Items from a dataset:
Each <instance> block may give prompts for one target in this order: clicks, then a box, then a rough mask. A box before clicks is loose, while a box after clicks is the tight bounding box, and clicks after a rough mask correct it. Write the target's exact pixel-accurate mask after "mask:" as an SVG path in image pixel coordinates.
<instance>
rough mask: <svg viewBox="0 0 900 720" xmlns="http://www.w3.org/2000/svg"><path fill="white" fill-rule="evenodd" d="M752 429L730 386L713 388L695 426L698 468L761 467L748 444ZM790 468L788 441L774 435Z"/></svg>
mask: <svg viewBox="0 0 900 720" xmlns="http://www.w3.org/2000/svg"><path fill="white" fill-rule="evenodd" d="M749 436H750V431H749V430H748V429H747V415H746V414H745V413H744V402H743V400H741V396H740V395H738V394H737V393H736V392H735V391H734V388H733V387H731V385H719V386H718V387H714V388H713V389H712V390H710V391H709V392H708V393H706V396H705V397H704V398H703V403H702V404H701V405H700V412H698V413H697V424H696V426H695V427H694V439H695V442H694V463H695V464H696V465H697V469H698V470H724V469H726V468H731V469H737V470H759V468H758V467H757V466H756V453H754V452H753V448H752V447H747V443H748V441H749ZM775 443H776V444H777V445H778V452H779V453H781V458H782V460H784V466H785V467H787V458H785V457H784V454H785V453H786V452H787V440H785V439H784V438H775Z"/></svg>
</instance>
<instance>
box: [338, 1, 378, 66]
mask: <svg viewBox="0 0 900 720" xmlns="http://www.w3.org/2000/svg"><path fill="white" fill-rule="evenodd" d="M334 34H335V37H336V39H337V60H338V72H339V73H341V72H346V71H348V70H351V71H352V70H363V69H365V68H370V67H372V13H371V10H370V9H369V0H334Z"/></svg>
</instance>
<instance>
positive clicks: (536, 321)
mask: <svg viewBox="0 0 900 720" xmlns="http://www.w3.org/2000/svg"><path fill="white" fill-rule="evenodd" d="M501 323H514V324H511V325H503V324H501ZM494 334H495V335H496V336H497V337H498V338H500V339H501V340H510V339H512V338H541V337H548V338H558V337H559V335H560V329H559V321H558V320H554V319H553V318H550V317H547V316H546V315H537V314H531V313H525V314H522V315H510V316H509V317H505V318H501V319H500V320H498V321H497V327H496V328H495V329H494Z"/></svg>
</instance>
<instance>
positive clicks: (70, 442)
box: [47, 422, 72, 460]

Task requirements: Write out exactly the lines that begin at the one containing "positive clicks: (536, 321)" and continue through the last line of the data, and only those.

Result:
positive clicks: (536, 321)
mask: <svg viewBox="0 0 900 720" xmlns="http://www.w3.org/2000/svg"><path fill="white" fill-rule="evenodd" d="M501 323H514V324H511V325H503V324H501ZM494 334H495V335H496V336H497V337H498V338H500V339H501V340H510V339H512V338H541V337H548V338H558V337H559V335H560V329H559V321H558V320H554V319H553V318H550V317H547V316H546V315H537V314H531V313H525V314H522V315H510V316H509V317H505V318H501V319H500V320H498V321H497V327H496V328H495V329H494Z"/></svg>
</instance>
<instance>
positive clicks: (70, 442)
box: [47, 422, 72, 460]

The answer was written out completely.